Hello, I'm new to Proton and Dispatch router.

I'd like to know if the Dispatch Router support more complex patterns
such as pub-sub. Especially, whether load balanced routing to
subscribe node is implemented or not is my interesting point.

Thanks,
Mitsuru Oka


2013/9/17 Ted Ross <tr...@redhat.com>:
> I've been working on a sub-project within Apache Qpid called Qpid Dispatch
> Router.  I'd like to invite use, participation, feedback, criticism, etc.
>
> There are a couple of basic introductory points to be made:
>
>  * Dispatch Router is built on top of the Qpid Proton engine and driver
>    APIs (The C implementations thereof).
>  * A router is not a broker.  The idea of a message router was born
>    from the awkwardness of trying to build scaled-up messaging networks
>    out of brokers.
>  * A network built from routers provides interconnect between brokers,
>    between clients and brokers, or between clients and clients (i.e.
>    point-to-point non-brokered).
>  * The message router brings together the two separate worlds of
>    Messaging and Networking.  Such a confluence was made possible by
>    the AMQP 1.0 protocol.  The vision is to provide a messaging
>    interconnect that has all the advanced semantics of AMQP along with
>    the scale, resiliency, and ease of deployment of an IP network.
>
> The code is in early stages of development and has not been through any kind
> of release.  It builds only in Posix-based environments (Linux, etc.) and it
> only functions as a single stand-alone router at present (inter-router links
> are not yet fully implemented).  The router can be used with both the Proton
> Messenger API and the Qpid Messaging Client APIs that support AMQP 1.0 (and,
> in theory, with any AMQP 1.0 endpoint).
>
> The code can be found in the Subversion tree under "qpid/extras/dispatch".
>
> http://svn.apache.org/repos/asf/qpid/trunk/qpid/extras/dispatch
>
> There is a draft web page for it here:
>
>     http://qpid.apache.org/components/dispatch-router/index.html
>
> Qpid Dispatch Router will provide two basic mechanisms for message routing.

> **DATA EXTRACT**
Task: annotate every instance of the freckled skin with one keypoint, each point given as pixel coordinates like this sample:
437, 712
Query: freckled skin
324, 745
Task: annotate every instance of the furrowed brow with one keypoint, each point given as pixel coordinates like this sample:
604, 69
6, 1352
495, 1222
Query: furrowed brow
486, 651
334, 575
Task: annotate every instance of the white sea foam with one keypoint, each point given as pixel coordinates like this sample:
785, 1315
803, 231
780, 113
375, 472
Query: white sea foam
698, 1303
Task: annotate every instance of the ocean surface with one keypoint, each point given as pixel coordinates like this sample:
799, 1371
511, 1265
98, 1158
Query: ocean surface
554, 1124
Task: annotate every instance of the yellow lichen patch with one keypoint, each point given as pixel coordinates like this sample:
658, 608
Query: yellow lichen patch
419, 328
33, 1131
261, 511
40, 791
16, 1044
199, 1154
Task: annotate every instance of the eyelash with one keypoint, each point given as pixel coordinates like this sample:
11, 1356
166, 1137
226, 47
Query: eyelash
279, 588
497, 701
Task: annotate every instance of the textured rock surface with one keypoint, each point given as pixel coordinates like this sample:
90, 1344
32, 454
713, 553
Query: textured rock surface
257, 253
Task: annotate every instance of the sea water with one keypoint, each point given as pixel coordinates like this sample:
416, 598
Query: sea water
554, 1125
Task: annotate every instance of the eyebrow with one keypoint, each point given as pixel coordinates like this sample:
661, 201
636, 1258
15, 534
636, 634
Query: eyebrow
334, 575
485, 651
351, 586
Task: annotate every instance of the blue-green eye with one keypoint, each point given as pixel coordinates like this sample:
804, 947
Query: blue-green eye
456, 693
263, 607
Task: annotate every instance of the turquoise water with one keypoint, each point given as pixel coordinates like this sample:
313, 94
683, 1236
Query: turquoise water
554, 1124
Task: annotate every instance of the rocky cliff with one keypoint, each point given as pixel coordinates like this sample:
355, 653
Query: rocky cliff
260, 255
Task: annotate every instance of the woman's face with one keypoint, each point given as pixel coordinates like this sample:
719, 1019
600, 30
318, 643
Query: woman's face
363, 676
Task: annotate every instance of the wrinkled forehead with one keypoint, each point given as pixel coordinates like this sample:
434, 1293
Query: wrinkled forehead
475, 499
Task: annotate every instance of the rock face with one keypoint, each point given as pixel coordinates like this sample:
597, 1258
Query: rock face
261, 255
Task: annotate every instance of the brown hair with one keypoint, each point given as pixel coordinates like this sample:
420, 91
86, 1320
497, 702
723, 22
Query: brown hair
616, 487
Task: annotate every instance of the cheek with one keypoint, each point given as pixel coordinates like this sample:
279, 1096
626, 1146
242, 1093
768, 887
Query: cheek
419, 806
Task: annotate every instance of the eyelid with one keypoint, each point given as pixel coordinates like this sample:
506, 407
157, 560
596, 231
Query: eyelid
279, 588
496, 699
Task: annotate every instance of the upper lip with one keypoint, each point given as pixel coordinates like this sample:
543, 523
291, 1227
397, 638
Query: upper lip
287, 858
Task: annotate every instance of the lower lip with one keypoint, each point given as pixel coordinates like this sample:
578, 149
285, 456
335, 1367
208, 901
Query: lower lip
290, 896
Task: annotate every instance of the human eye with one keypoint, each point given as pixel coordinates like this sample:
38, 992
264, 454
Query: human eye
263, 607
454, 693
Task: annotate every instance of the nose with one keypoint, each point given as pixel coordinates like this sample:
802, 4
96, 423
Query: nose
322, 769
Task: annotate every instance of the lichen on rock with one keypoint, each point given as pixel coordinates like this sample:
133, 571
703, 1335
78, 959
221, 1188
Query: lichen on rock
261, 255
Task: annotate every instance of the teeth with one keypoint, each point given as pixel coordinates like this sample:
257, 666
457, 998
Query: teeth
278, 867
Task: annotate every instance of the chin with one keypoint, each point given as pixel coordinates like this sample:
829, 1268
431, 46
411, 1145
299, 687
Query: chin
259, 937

> **WRITTEN EXERCISE**
Reproduce verbatim the part of the Dispatch Router email between "I'd like to know" and "my interesting point.", inclusive. The listing has no connection to the text.

> **RESPONSE**
I'd like to know if the Dispatch Router support more complex patterns
such as pub-sub. Especially, whether load balanced routing to
subscribe node is implemented or not is my interesting point.